> _EXERCISE DETAILS_: The records that follow are to be transcribed word for word.

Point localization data
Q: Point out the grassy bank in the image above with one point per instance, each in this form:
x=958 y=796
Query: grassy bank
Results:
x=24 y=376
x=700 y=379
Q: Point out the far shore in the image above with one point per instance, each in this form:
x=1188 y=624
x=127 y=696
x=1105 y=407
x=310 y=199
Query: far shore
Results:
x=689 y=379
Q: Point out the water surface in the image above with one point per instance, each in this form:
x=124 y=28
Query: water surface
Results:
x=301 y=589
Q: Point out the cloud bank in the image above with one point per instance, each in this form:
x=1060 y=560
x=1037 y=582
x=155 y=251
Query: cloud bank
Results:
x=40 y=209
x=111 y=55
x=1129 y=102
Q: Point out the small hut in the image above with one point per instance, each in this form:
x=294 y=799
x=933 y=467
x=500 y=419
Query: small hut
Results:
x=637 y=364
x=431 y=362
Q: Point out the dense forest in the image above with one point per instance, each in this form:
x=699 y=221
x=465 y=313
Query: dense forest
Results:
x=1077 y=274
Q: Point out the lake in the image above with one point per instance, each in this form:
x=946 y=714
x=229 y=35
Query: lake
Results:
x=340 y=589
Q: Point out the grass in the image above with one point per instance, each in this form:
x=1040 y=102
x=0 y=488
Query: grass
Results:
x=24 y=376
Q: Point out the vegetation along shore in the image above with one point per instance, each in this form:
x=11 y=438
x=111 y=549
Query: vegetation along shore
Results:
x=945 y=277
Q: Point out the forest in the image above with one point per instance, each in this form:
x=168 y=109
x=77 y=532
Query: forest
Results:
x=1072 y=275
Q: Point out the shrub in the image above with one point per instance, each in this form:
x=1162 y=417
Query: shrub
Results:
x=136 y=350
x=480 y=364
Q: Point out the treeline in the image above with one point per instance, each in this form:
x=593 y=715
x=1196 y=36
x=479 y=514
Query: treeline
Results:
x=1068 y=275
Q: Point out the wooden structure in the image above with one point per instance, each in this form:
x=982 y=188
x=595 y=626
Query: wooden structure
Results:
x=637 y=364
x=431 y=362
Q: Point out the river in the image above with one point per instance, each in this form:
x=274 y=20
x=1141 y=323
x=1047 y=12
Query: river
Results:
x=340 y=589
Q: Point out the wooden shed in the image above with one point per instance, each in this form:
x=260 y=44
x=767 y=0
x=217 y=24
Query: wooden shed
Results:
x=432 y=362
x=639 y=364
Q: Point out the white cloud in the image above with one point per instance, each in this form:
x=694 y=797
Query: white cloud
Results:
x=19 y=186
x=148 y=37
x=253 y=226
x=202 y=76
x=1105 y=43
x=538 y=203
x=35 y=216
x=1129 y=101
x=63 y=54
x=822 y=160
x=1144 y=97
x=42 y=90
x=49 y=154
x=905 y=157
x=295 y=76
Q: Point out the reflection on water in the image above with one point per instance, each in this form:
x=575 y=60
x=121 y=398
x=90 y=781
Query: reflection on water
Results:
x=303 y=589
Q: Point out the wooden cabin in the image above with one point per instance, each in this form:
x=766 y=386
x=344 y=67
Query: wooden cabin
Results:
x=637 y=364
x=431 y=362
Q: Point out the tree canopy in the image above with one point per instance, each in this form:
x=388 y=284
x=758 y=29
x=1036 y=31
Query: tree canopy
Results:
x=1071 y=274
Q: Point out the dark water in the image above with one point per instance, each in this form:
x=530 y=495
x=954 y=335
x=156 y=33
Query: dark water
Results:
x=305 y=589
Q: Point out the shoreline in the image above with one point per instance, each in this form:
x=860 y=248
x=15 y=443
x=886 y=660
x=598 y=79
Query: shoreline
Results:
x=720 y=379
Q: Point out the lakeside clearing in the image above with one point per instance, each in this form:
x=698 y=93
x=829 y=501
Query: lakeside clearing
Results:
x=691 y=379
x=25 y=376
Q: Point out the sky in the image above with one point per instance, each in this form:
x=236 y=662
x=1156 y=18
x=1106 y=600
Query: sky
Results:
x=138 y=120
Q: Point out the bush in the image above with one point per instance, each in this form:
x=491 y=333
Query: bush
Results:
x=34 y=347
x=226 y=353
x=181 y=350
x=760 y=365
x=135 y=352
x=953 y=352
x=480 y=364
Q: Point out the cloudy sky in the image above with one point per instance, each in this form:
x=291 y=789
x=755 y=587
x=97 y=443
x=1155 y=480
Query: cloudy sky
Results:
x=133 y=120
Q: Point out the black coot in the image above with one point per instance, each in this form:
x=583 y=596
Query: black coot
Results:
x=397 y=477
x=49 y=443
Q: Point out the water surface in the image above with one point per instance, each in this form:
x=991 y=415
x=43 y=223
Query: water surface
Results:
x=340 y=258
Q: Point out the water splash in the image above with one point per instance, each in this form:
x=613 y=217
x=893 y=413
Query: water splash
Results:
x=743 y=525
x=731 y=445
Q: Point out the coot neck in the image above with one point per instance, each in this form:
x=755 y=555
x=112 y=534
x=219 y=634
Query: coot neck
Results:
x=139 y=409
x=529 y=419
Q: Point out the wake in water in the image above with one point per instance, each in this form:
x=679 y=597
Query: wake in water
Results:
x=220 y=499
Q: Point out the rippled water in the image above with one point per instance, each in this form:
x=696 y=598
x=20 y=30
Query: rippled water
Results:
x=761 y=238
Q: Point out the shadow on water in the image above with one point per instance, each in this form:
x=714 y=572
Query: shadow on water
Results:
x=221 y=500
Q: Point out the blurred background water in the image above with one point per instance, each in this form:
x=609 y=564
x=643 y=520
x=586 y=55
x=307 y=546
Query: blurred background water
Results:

> _RESPONSE TO THE EXERCISE_:
Q: Point out the grassy bank in the image above with one point per instance, each in this form:
x=958 y=796
Query: grassy bank
Results:
x=24 y=376
x=700 y=379
Q: Point out the far shore in the image above with one point per instance, each in this form:
x=1188 y=624
x=127 y=696
x=1105 y=407
x=310 y=199
Query: far shore
Results:
x=689 y=379
Q: Point out the water surface in the image above with one point per instance, each in this form:
x=124 y=28
Query: water surface
Results:
x=301 y=589
Q: Point out the cloud bank in the image above with one point per instance, each in this form:
x=1060 y=560
x=1037 y=582
x=155 y=251
Query: cloud bank
Results:
x=40 y=209
x=111 y=55
x=1129 y=102
Q: Point out the small hut in the image above with one point per instance, each in this form:
x=294 y=799
x=933 y=467
x=500 y=419
Query: small hut
Results:
x=637 y=364
x=431 y=362
Q: Point out the dense forest in the image above with one point per instance, each in this form:
x=699 y=221
x=465 y=313
Query: dense forest
Results:
x=1077 y=274
Q: Point out the lake in the image above with one point per instance, each in this form:
x=946 y=714
x=229 y=35
Query: lake
Results:
x=340 y=589
Q: Point out the grass in the image above with one point per instance, each in this form:
x=1040 y=102
x=0 y=488
Query: grass
Results:
x=24 y=376
Q: Point out the vegetation along shore in the image above with one point per instance, each in this form:
x=11 y=438
x=111 y=549
Query: vegetation along shore
Results:
x=945 y=277
Q: Point out the forest in the image above with one point per instance, each in this form:
x=168 y=109
x=77 y=532
Query: forest
Results:
x=1072 y=275
Q: Point out the shrub in the image above with one point per instance, each in this form:
x=1162 y=417
Query: shrub
Results:
x=136 y=350
x=480 y=364
Q: Point out the treeline in the image above with one point per instance, each in this form:
x=593 y=715
x=1196 y=36
x=479 y=514
Query: treeline
Results:
x=1068 y=275
Q: Point out the wooden structure in the image above with one point per instance, each in this form:
x=982 y=188
x=595 y=626
Query: wooden structure
Results:
x=637 y=364
x=431 y=362
Q: Point out the river in the image above with one point per instance, each in this form:
x=274 y=20
x=1141 y=323
x=1047 y=12
Query: river
Results:
x=340 y=589
Q: Point out the wooden shed in the image above with one point per instance, each in this form:
x=260 y=44
x=767 y=0
x=217 y=24
Query: wooden shed
Results:
x=432 y=362
x=639 y=364
Q: Point out the white cloud in the image above with one point per instance, each in this form:
x=694 y=797
Query: white cloud
Results:
x=19 y=186
x=148 y=37
x=253 y=226
x=202 y=76
x=1105 y=43
x=538 y=203
x=35 y=216
x=1129 y=101
x=63 y=54
x=822 y=160
x=1144 y=97
x=42 y=90
x=49 y=154
x=905 y=157
x=295 y=76
Q: Point out the reflection on water in the image above with one point per instance, each in this form:
x=575 y=60
x=121 y=398
x=90 y=781
Query: reflection on water
Results:
x=303 y=589
Q: Point out the wooden cabin in the image above with one point per instance, each in this form:
x=766 y=386
x=344 y=67
Query: wooden cabin
Results:
x=637 y=364
x=431 y=362
Q: Point out the tree canopy in the image above with one point per instance, each in this form:
x=388 y=284
x=758 y=29
x=1036 y=31
Query: tree canopy
Results:
x=1071 y=274
Q: Point out the dark water in the image above with one point per instance, each in this form:
x=530 y=495
x=954 y=335
x=156 y=33
Query: dark water
Results:
x=305 y=589
Q: Point out the shoreline in the image above with one point per instance, each in this form:
x=860 y=248
x=15 y=443
x=886 y=660
x=598 y=79
Query: shoreline
Results:
x=720 y=379
Q: Point out the lakeside clearing in the image above with one point per instance, each in this form:
x=698 y=93
x=829 y=501
Query: lakeside clearing
Results:
x=691 y=379
x=25 y=376
Q: Point out the sky in the image above with one point per instance, each in this form:
x=236 y=662
x=1156 y=18
x=1106 y=600
Query: sky
Results:
x=138 y=120
Q: Point out the bush in the image above with one point per instance, each in this form:
x=491 y=333
Query: bush
Results:
x=34 y=347
x=226 y=353
x=181 y=350
x=760 y=365
x=135 y=352
x=953 y=352
x=480 y=364
Q: Point out the cloudy sky in the image above with one point per instance, each in this form:
x=291 y=789
x=755 y=587
x=97 y=443
x=1155 y=480
Query: cloudy sky
Results:
x=133 y=120
Q: Point out the black coot in the image above with one point per instance, each in this form:
x=583 y=596
Query: black coot
Results:
x=397 y=477
x=49 y=443
Q: Point out the water surface in the image above with one point per instance, each in this form:
x=991 y=415
x=43 y=223
Query: water surface
Results:
x=340 y=258
Q: Point out the water splash in the image above with one point per instance, each in this form:
x=613 y=217
x=893 y=413
Query: water splash
Results:
x=743 y=525
x=731 y=445
Q: Point out the coot neck in the image above with one point per instance, each in this form:
x=755 y=555
x=112 y=534
x=219 y=634
Query: coot neck
Results:
x=139 y=409
x=529 y=419
Q: Point out the wake in water in the image above with one point per instance, each in this form:
x=679 y=597
Query: wake in water
Results:
x=220 y=499
Q: Point out the rippled water in the image above with one point per instance, each in this form:
x=696 y=598
x=20 y=30
Query: rippled water
Results:
x=761 y=238
Q: Point out the shadow on water in the image above with one point per instance, each in this form:
x=714 y=572
Query: shadow on water
Results:
x=221 y=500
Q: Point out the blurred background water in the image above with one point per instance, each in this form:
x=609 y=564
x=643 y=520
x=586 y=55
x=307 y=546
Query: blurred background water
Results:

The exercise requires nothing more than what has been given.